━━ DATA

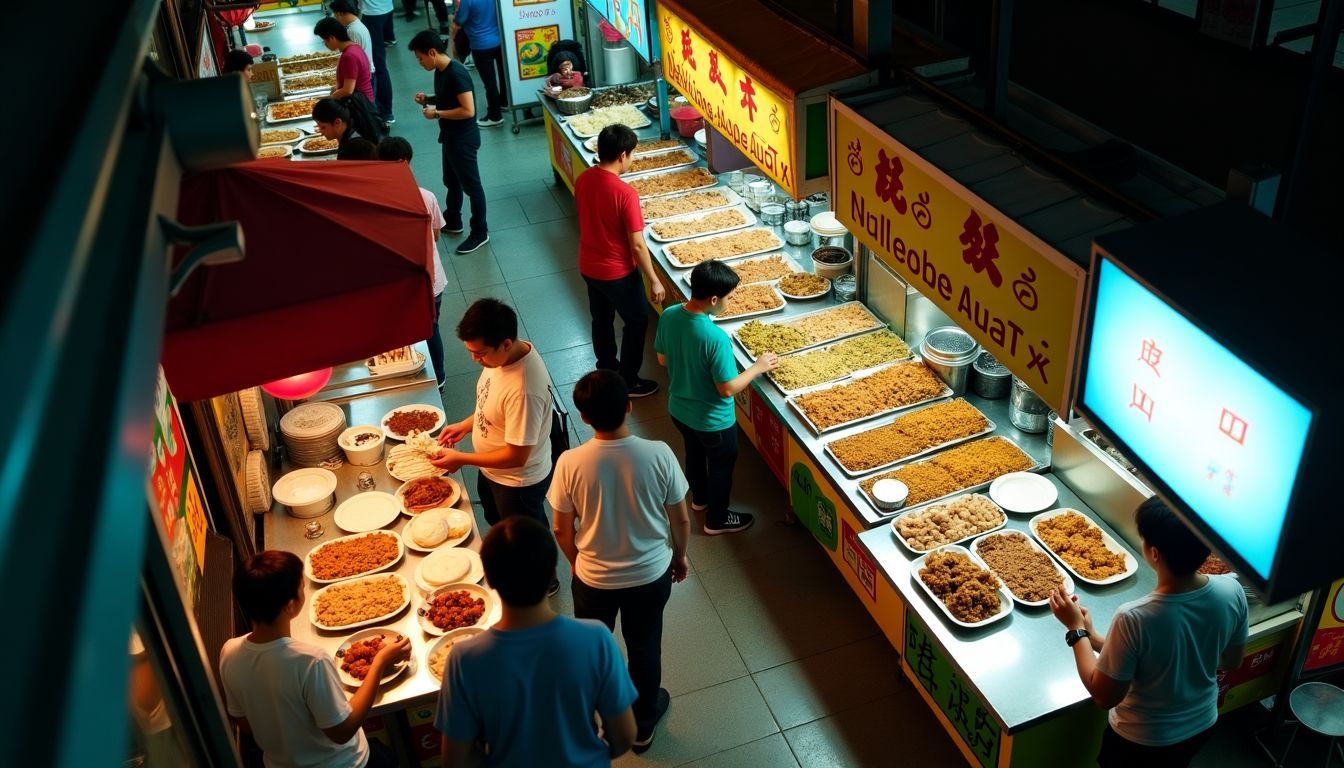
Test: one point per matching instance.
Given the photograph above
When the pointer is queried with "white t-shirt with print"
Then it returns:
(1168, 647)
(620, 491)
(514, 408)
(436, 219)
(288, 692)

━━━━

▸ **EXERCISE DESCRIPTION**
Output consists of exactly the lines from the one containing "Given the photograph above" to the end of the records above, retyped without change and with nothing extra.

▸ **RESPONSE FOR THIS EXERCISE**
Given the photograph above
When the pointer is queried with "white t-shirt with print"
Then it returns:
(1168, 647)
(620, 491)
(514, 408)
(436, 219)
(288, 692)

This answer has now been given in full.